2011年10月29日土曜日

半村良『葛飾物語』


10数年ぶりに仙台を訪れた。
前回はただただあわただしく、どこにも出かけなかったが、今回は多少ゆとりのあるスケジュールだったので青葉城や県庁前の欅並木などを見、仙石線と仙山線に乗った。仙石線は高城町から矢本までは復旧しておらず、松島海岸から代行バスがつないでいる。松島海岸駅に着いた時にはすっかり日も暮れてしまったので石巻行きは残念ながらあきらめた。
到着した日だけ晴れて暖かかったが、翌日から雨が降ったりやんだり。仕事を終え、小雨の中、五橋から愛宕橋あたりを散策する。道幅の広い国道4号線を避けて、裏道を歩くとなかなか風情のある商店や飲食店が残っていてうれしくなる。
半村良というと『戦国自衛隊』のインパクトが強く、SF作家のイメージがある。『エイトマン』や『スーパージェッター』の脚本も手がけていたと思う。あと、清水義範の師だ。
この本はたしか、川本三郎の新聞連載で紹介されていた(はず)。たまたま行った図書館で見つけて、読んでみた。昭和18年から63年までの、葛飾区立石、四ツ木あたりの長屋に住んでいた住人たちの年代記である。東京にもこんなピュアな時代があったのだ。近所づきあいというものが生活の一部であった時代が。
仙台からの帰路は少し遠回りして、仙山線で山形に出た。仙台から山深く分け入り、長いトンネルを越えると山形だ。萬盛庵という蕎麦屋にいちど行ってみたくて、途中下車した。
地図を頼りに駅からとぼとぼ歩いて行くと萬盛庵は駐車場になっていた。

2011年10月22日土曜日

林芙美子『めし』

東京六大学野球秋のリーグ戦も大詰めを迎えている。4年生にとっては最後のシーズンとなる。
が、今日はあいにくの雨。試合開始時間を遅らせるなど主催者側も懸命の努力をしたが、やはり雨には勝てない。
どの本だったか忘れてしまったが、林芙美子を読むようになったのは鉄道に関する本がきっかけだったと思う。

(物体の出現位置に関するデータセットの行)
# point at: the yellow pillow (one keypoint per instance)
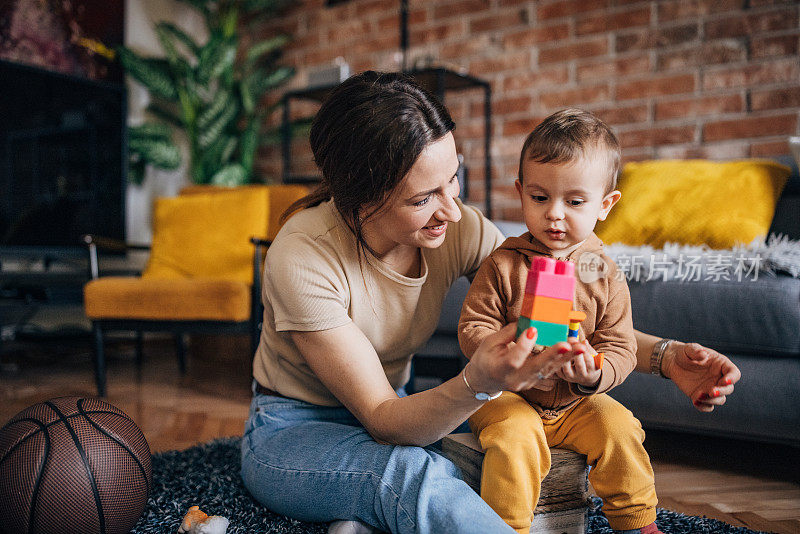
(207, 235)
(694, 202)
(281, 196)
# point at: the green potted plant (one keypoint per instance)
(212, 92)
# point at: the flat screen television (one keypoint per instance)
(63, 158)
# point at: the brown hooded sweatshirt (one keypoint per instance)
(495, 299)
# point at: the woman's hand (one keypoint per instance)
(502, 363)
(703, 374)
(581, 368)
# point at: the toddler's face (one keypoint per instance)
(561, 203)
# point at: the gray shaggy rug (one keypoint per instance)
(208, 476)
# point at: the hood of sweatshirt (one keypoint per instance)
(529, 246)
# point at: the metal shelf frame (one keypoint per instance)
(436, 80)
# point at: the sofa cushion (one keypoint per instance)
(759, 316)
(694, 202)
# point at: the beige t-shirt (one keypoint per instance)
(313, 281)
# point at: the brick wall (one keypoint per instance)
(675, 78)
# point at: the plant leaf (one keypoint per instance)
(206, 137)
(246, 94)
(181, 36)
(230, 175)
(249, 144)
(263, 6)
(221, 98)
(153, 73)
(136, 172)
(165, 114)
(215, 58)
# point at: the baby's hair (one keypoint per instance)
(570, 134)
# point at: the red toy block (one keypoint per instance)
(551, 310)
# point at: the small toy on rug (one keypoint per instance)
(197, 522)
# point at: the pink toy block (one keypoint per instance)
(551, 278)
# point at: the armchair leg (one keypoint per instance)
(99, 360)
(180, 348)
(255, 336)
(139, 350)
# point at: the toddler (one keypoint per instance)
(567, 179)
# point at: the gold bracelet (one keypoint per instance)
(480, 395)
(657, 356)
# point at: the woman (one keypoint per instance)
(353, 286)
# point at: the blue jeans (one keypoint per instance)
(316, 463)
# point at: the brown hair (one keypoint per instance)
(365, 138)
(567, 135)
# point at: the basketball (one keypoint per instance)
(72, 464)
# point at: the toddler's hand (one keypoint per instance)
(581, 369)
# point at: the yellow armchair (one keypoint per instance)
(203, 273)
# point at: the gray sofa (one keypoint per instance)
(755, 323)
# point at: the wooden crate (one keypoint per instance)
(563, 503)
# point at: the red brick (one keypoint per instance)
(575, 50)
(699, 106)
(389, 24)
(754, 74)
(617, 114)
(505, 106)
(575, 97)
(760, 3)
(649, 38)
(613, 68)
(370, 8)
(609, 22)
(637, 154)
(566, 8)
(552, 75)
(740, 25)
(716, 151)
(685, 9)
(769, 149)
(349, 31)
(375, 44)
(469, 130)
(783, 45)
(539, 34)
(745, 127)
(437, 33)
(502, 63)
(463, 7)
(656, 86)
(518, 126)
(657, 136)
(788, 97)
(496, 21)
(730, 51)
(310, 41)
(476, 46)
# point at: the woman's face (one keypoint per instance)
(417, 213)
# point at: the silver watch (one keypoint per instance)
(480, 395)
(657, 356)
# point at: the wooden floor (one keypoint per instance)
(741, 483)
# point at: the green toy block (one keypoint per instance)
(549, 333)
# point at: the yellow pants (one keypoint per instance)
(517, 444)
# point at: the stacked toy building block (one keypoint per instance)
(547, 304)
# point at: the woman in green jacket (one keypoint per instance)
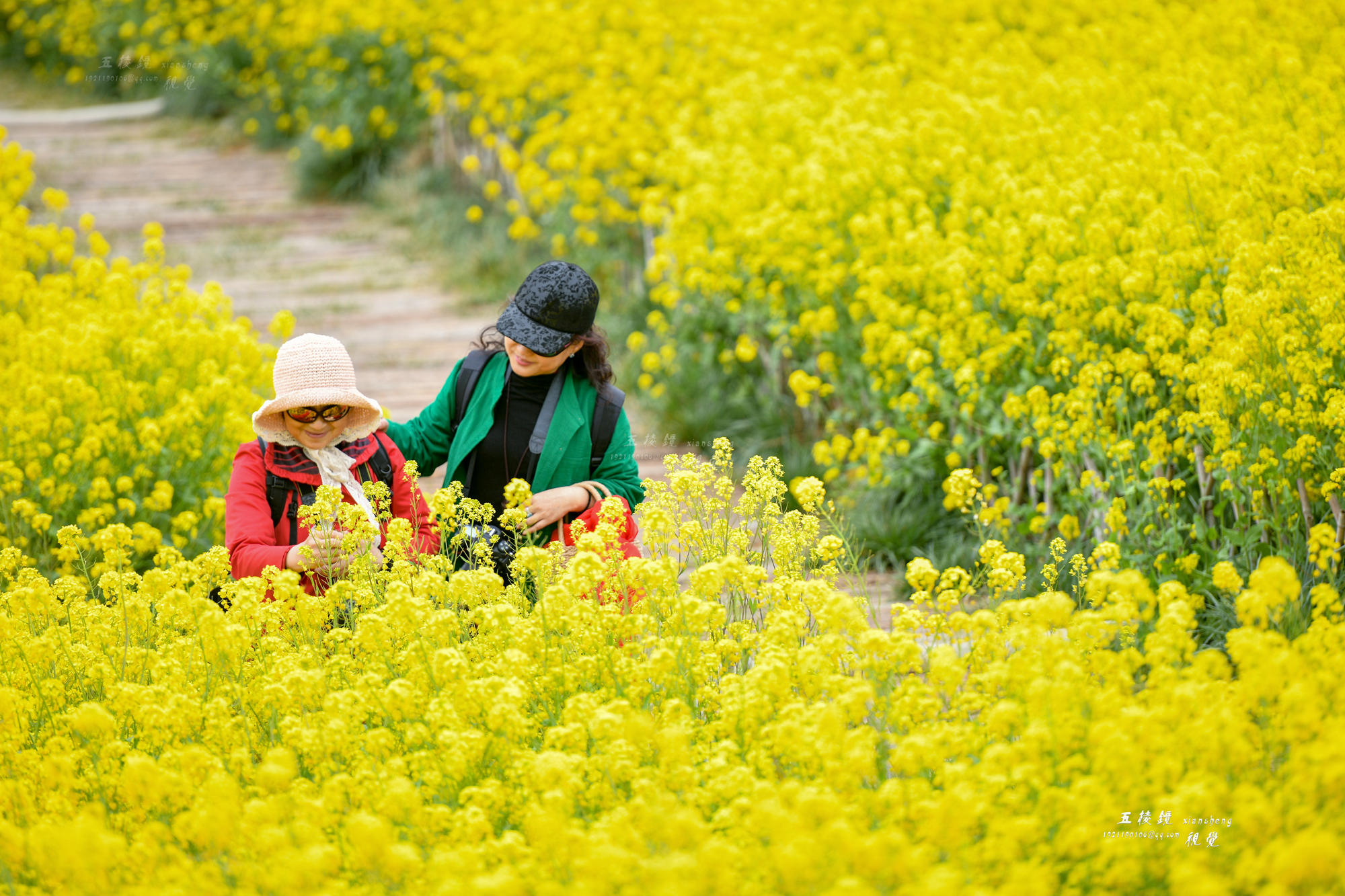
(533, 389)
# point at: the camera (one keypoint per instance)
(501, 542)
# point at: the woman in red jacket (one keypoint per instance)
(318, 431)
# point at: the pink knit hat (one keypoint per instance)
(314, 370)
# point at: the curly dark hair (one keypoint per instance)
(590, 361)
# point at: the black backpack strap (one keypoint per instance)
(467, 377)
(383, 466)
(466, 385)
(607, 411)
(279, 490)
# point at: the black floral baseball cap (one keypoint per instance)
(556, 303)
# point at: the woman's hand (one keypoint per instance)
(329, 559)
(551, 505)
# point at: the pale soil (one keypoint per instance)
(231, 213)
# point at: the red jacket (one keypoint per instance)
(255, 542)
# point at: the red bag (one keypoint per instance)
(626, 538)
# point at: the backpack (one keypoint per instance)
(607, 411)
(280, 487)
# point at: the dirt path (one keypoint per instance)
(229, 210)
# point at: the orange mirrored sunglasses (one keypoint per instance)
(332, 413)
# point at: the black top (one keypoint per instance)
(524, 397)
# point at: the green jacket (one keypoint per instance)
(566, 456)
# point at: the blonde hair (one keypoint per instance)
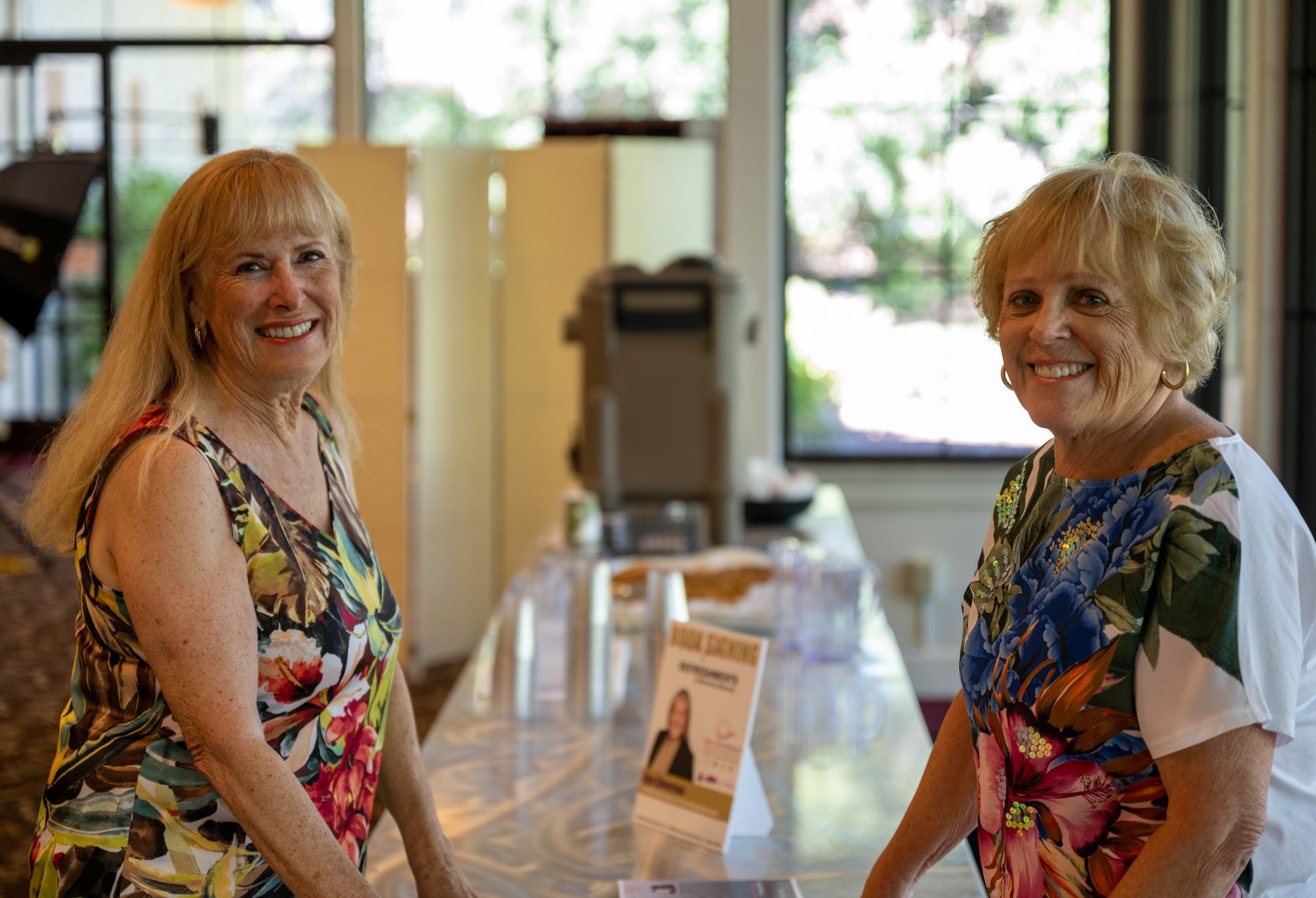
(1135, 224)
(150, 354)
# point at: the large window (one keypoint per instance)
(908, 124)
(171, 107)
(490, 71)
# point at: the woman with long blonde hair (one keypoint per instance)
(236, 639)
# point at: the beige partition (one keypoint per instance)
(574, 206)
(453, 446)
(556, 232)
(661, 200)
(373, 184)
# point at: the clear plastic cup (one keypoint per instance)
(833, 599)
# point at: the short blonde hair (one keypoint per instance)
(1135, 224)
(149, 354)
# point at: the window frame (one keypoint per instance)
(790, 456)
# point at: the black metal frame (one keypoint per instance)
(1300, 349)
(995, 459)
(1211, 110)
(24, 53)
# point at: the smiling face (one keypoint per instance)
(273, 308)
(678, 716)
(1071, 349)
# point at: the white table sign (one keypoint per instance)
(700, 782)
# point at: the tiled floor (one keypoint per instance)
(40, 598)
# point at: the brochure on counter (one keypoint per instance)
(739, 889)
(700, 782)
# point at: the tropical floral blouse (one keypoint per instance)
(125, 810)
(1102, 631)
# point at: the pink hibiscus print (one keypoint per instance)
(290, 666)
(1035, 814)
(345, 792)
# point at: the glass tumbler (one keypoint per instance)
(833, 597)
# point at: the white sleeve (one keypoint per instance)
(1221, 648)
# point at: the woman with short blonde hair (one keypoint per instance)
(236, 664)
(1138, 660)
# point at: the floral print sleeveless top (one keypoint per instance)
(1091, 599)
(125, 810)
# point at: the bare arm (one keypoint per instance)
(1214, 821)
(186, 587)
(942, 813)
(406, 794)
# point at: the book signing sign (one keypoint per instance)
(700, 782)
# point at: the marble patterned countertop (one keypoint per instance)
(541, 809)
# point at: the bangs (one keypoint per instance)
(1073, 226)
(265, 200)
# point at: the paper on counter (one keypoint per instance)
(707, 889)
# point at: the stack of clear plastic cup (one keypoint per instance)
(835, 598)
(590, 643)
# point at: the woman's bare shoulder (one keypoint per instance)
(161, 497)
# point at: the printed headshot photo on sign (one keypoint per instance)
(670, 752)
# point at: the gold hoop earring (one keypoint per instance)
(1182, 381)
(1006, 380)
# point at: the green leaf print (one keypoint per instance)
(1152, 636)
(1117, 614)
(1121, 597)
(1204, 607)
(1184, 552)
(1187, 466)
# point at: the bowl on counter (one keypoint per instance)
(774, 511)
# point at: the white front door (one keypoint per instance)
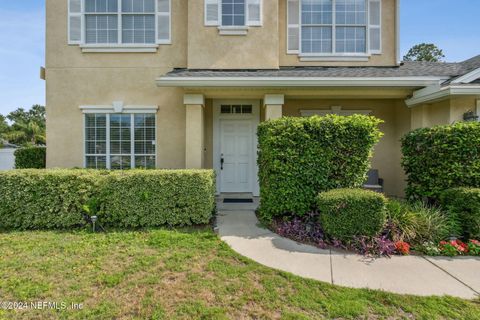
(236, 148)
(235, 143)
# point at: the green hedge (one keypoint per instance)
(57, 199)
(440, 158)
(30, 158)
(300, 157)
(464, 203)
(347, 213)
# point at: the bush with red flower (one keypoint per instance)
(453, 248)
(474, 247)
(402, 247)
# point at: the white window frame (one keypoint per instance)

= 課題 1 =
読書日記によると、『葛飾物語』はいつからいつまでの、どこに住んでいた人々の年代記ですか。
= 課題 2 =
読書日記の、林芙美子を読むきっかけについて述べた最後の文の後から続きを書き進めてください。

= 解答 1 =
昭和18年から63年までの、葛飾区立石、四ツ木あたりの長屋に住んでいた住人たちの年代記です。

= 解答 2 =
林芙美子がシベリア鉄道で単身パリに渡った話を何かで読んで、『下駄で歩いたパリ』を手にし、以降、『放浪記』だの『浮雲』だのを読んだのだ。ずいぶん荒削りな文章を書く作家だなと当初思っていたけれど初期の作品に比べると『浮雲』などは文章も洗練されて、小説家としての風格を感じさせる。
『めし』は林芙美子の未完の作品で朝日新聞連載中に彼女は絶命した。その最後の作品を読んでみたいと思ったのだ。
古書店などまわってさがしてみたものの、新潮文庫版は見つからず、かといって全集で読むのも旧仮名が難儀だ。新潮社では電子版というのをインターネットで販売しているが、それもあまりに味気ない。そう思っていたところ、九段下の千代田図書館にごく普通に置かれていた。まったくノーマークだった。
成瀬巳喜男監督の映画では上原謙と原節子が共演していた。実家に戻った三千代の降り立った駅は南武線の矢向だった。茶色い省線電車がガードの上をゴトゴト走っていた。茶色い、無骨な国電(さらに古い世代の人は省線電車と呼んだそうだ)を知らない人たちはこのモノクロームの映像に映る昔の電車にどんな色を思い浮かべるのだろう。
映画ではそれなりに結末がある。林芙美子は原作でどのような結末を想定していたのだろうか。

2011年10月14日金曜日

中村計『佐賀北の夏』


2006年の甲子園は早実対駒大苫小牧の熱戦に沸き、2007年は公立佐賀北の大逆転劇で盛り上がった。ついこの間のことのようだけれど、もう4年も5年も昔の話だ。
佐賀北の捕手市丸と広陵の三塁手土生の両校の主将は早稲田に、広陵のエース野村は明治に進んだ。それぞれ東京六大学野球の注目選手に成長した。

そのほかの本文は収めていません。